▶ **Problem to work on**:
For the copy, please give all of the data again exactly and leave the pictures out.

▶ **Location annotation dataset excerpts**:
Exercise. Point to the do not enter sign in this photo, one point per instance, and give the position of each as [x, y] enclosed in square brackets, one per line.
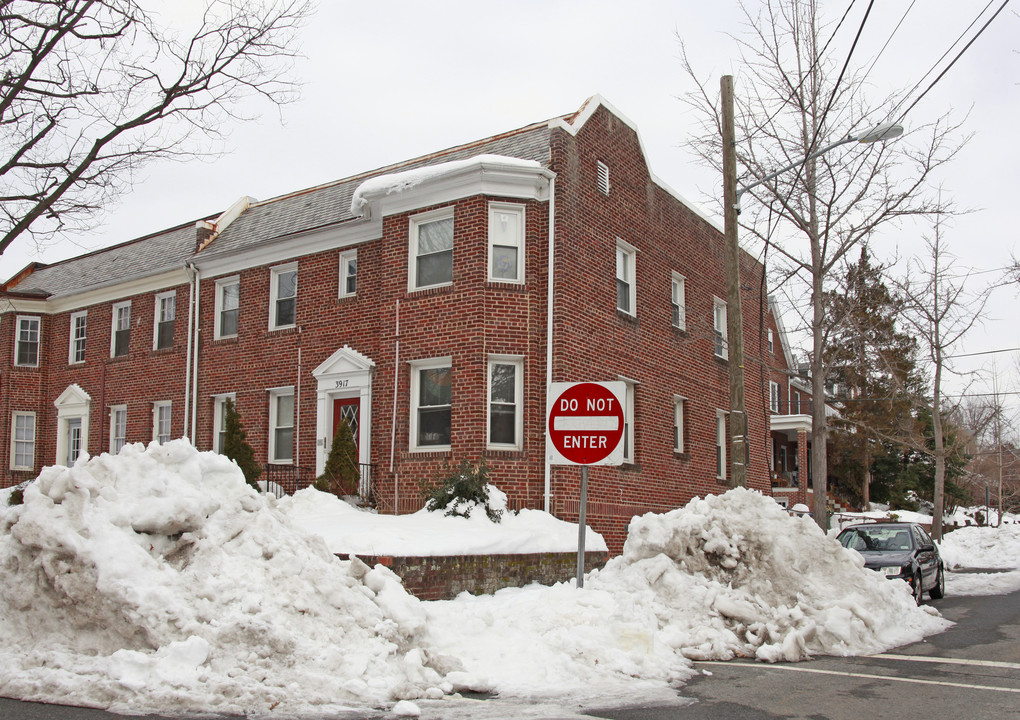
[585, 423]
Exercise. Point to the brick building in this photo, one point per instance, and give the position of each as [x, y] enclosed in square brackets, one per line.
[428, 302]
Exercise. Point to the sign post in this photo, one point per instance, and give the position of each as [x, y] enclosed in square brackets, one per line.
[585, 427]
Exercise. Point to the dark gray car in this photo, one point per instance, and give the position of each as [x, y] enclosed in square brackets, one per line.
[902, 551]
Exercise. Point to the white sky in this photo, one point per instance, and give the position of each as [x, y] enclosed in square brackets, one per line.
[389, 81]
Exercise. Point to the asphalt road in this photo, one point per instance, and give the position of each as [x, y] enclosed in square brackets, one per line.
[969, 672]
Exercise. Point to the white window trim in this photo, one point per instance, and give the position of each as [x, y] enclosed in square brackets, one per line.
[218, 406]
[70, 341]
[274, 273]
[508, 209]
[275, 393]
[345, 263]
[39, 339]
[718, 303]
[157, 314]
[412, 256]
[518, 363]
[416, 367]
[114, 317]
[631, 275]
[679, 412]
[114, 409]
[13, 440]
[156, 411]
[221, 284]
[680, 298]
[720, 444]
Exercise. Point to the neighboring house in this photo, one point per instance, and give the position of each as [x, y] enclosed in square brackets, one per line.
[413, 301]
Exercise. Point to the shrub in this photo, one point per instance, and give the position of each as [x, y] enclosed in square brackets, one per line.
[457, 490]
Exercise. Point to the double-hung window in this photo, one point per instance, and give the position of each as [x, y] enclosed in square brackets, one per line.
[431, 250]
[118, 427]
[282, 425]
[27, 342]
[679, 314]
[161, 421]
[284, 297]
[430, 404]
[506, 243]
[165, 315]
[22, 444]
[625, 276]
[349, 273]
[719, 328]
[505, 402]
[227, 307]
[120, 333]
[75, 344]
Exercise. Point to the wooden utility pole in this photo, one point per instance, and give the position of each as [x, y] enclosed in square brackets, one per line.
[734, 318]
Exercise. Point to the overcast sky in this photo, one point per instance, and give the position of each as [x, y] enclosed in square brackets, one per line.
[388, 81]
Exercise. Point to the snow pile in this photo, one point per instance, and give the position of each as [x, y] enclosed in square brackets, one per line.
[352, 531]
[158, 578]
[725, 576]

▶ **Task solution**:
Exercise. Point to the do not enter sign in this photo, one point per instance, and give the position of each as [x, y] enclosed in square brackets, one per line.
[585, 423]
Exercise. Point to the brick building in this photo, one point per instance, and give the position of each as [x, y] enclosed in square brackets, one per line.
[428, 302]
Exercise. Point to the sign post in this photo, one point per instance, and give the position of each as [x, y] enclosed in square brackets, one per line.
[585, 427]
Exercise. Point to the dark gray car in this photo, one point per instance, and give the position of each as [x, y] enclosed in square brackets, one per line.
[902, 551]
Exercise. Point to the white sky in this photo, one point per instance, and give the position of each as [x, y] enclosed in square brackets, one per line.
[389, 81]
Exercise. Point to the asphalt road in this photo, one point per instance, and give the position of each as [x, y] enclosed in square brackets, one per line.
[969, 672]
Exercise. Point to the white window trim in this photo, one point per instance, and give the position of each as [x, y] enclosed in square brackets, one per line.
[218, 406]
[70, 341]
[274, 273]
[508, 209]
[275, 393]
[345, 263]
[39, 339]
[718, 303]
[157, 314]
[412, 256]
[518, 363]
[416, 367]
[114, 317]
[631, 275]
[679, 412]
[114, 409]
[13, 440]
[156, 411]
[221, 284]
[680, 298]
[720, 444]
Exercise. Point to the neighboring house in this photo, one point per instance, and give the position of each as [x, y] enclosed in square brackets, one per line.
[413, 301]
Exercise. Point to the shrub in this photo, one point per instance, and give the position of each as [x, y] enclosed in square brackets, one per line.
[457, 490]
Exercise. Point to the double-hung window in this photo, one point per instance, and give the position of each as [x, y] enclosed in square brackets, one per line.
[431, 250]
[118, 427]
[282, 425]
[27, 342]
[679, 314]
[161, 421]
[284, 297]
[430, 404]
[506, 243]
[165, 315]
[22, 444]
[625, 276]
[349, 273]
[719, 328]
[505, 402]
[227, 307]
[120, 333]
[75, 344]
Exercise. Point to the wooden utility pole in this photo, one point per instance, and give the position of each as [x, y] enclosed in square brackets, one per line.
[734, 318]
Exercise. Point to the overcast sky in this photo, one point per instance, and give the position of each as [x, y] enclosed in square brackets, one per line.
[388, 81]
Exercise. Point to the snow pile in this photo, one point per instance, and give the position of each as [x, y] enclosed in square brackets, one per line.
[352, 531]
[158, 578]
[725, 576]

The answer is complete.